## [WHAT IS BEING ASKED]
Here are some records; quote them exactly, leaving out the pictures.

□ □ □

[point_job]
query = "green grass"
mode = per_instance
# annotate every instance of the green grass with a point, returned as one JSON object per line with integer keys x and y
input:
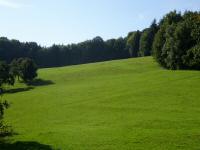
{"x": 116, "y": 105}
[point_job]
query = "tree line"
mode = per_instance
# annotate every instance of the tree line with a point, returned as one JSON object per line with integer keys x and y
{"x": 173, "y": 41}
{"x": 177, "y": 42}
{"x": 94, "y": 50}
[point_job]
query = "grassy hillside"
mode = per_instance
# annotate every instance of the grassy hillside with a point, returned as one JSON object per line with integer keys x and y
{"x": 117, "y": 105}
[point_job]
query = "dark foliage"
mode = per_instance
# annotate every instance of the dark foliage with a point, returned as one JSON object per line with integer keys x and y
{"x": 176, "y": 44}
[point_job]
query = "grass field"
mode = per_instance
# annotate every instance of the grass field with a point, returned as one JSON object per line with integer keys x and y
{"x": 130, "y": 104}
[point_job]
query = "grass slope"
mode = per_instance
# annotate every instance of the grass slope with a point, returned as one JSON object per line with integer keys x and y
{"x": 116, "y": 105}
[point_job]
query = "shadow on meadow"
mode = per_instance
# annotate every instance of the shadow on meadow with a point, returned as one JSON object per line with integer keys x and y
{"x": 17, "y": 90}
{"x": 31, "y": 85}
{"x": 30, "y": 145}
{"x": 40, "y": 82}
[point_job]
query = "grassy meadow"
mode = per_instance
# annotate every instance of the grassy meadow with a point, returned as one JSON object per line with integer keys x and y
{"x": 130, "y": 104}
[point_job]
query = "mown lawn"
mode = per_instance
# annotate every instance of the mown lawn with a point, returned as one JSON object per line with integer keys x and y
{"x": 116, "y": 105}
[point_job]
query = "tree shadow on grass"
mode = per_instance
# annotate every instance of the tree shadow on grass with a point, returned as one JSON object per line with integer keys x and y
{"x": 24, "y": 145}
{"x": 40, "y": 82}
{"x": 10, "y": 91}
{"x": 31, "y": 85}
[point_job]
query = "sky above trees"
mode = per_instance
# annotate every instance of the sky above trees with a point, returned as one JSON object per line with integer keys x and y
{"x": 71, "y": 21}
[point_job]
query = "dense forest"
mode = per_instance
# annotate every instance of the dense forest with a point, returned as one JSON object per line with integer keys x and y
{"x": 173, "y": 41}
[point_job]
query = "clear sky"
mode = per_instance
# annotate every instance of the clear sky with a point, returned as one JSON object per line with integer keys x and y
{"x": 71, "y": 21}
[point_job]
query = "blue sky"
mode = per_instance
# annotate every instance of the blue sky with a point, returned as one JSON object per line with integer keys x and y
{"x": 71, "y": 21}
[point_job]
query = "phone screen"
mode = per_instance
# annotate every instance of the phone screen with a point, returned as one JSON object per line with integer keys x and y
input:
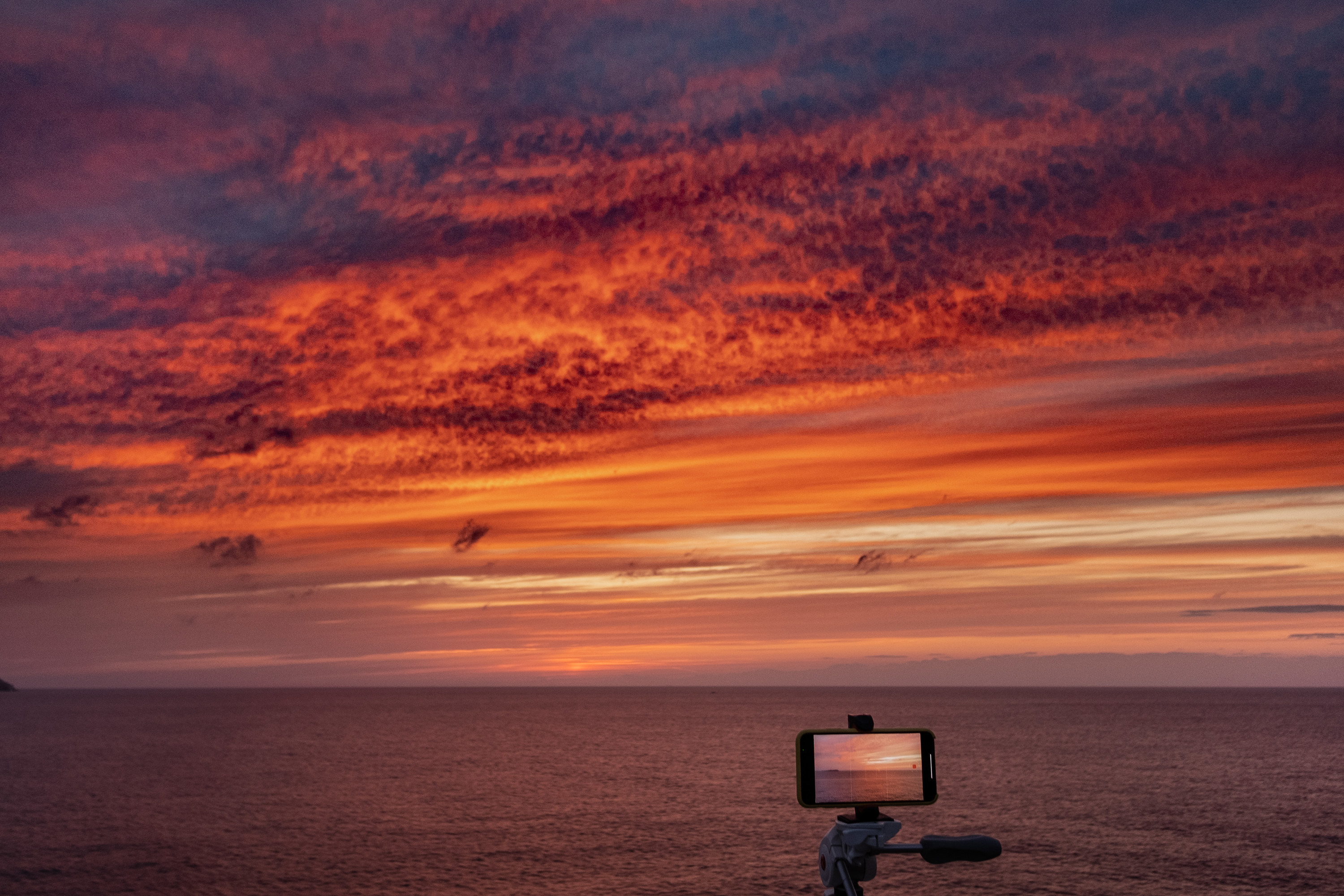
{"x": 875, "y": 767}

□ □ □

## [COMPLETED EXERCISE]
[point_job]
query = "green grass"
mode = per_instance
# annotate every instance of the green grass with a point, returned as one JSON object per line with integer keys x and y
input:
{"x": 116, "y": 105}
[point_job]
query = "tree line"
mode = per_instance
# annotate every instance of the tree line with a point, returned as one JSON object per line with integer keys x and y
{"x": 173, "y": 41}
{"x": 177, "y": 42}
{"x": 94, "y": 50}
[point_job]
query = "grassy hillside"
mode = per_instance
# annotate every instance of the grassy hillside with a point, returned as one JSON object per line with integer keys x and y
{"x": 117, "y": 105}
[point_job]
query = "dark foliage"
mode = per_instance
# annotate every instance of the dark foliage with a point, returned as one JSON object per line with integer keys x and y
{"x": 176, "y": 44}
[point_job]
query = "grass field"
mode = per_instance
# annotate every instance of the grass field with a point, returned as one JSON object per line with integer keys x and y
{"x": 130, "y": 104}
[point_job]
query = "grass slope"
mode = per_instance
# annotate every instance of the grass slope with a point, returned as one JSON object per line with integer keys x and y
{"x": 116, "y": 105}
[point_job]
query = "shadow on meadow"
mode = per_instance
# annotate every instance of the shadow on meadow with a point, returned as one JSON object per line with integer keys x and y
{"x": 17, "y": 90}
{"x": 31, "y": 85}
{"x": 30, "y": 145}
{"x": 40, "y": 82}
[point_job]
query = "grassy meadow"
mode = per_instance
# annotate every instance of the grassy meadow with a point, returned as one JSON object per line with integer keys x and y
{"x": 130, "y": 104}
[point_job]
query = "mown lawn"
mode = per_instance
# annotate every instance of the mown lawn with a point, returned as one JSON object per line with integer keys x and y
{"x": 116, "y": 105}
[point_job]
query = "tree shadow on grass"
mode = per_instance
# annotate every instance of the tree shadow on grass with a point, returned as one JSON object per line with integer keys x and y
{"x": 24, "y": 145}
{"x": 40, "y": 82}
{"x": 10, "y": 91}
{"x": 31, "y": 85}
[point_job]
query = "sky above trees"
mode = per_instance
# annotate every instance of the sky above trees with a point, returned as one JSON object per line with integer keys x and y
{"x": 71, "y": 21}
[point_job]
query = "dense forest"
mode = per_instance
# annotate every instance of the dense forest with a point, returned as one JSON object per line with integer keys x and y
{"x": 173, "y": 41}
[point_job]
query = "clear sky"
mode = per_instance
# annotate every instance of the clear sky with a point, returned as one JSON object per line with integer keys x and y
{"x": 71, "y": 21}
[point_job]
query = "blue sky"
mode = per_instance
# annotate every instance of the blue sky with a point, returned as one JSON object per line with integer keys x and y
{"x": 71, "y": 21}
[point_job]
query = "phone screen"
mode = per_instance
# annotate every instance of the phone screen with a point, returned as one JSON object per line with integer keys x and y
input:
{"x": 875, "y": 767}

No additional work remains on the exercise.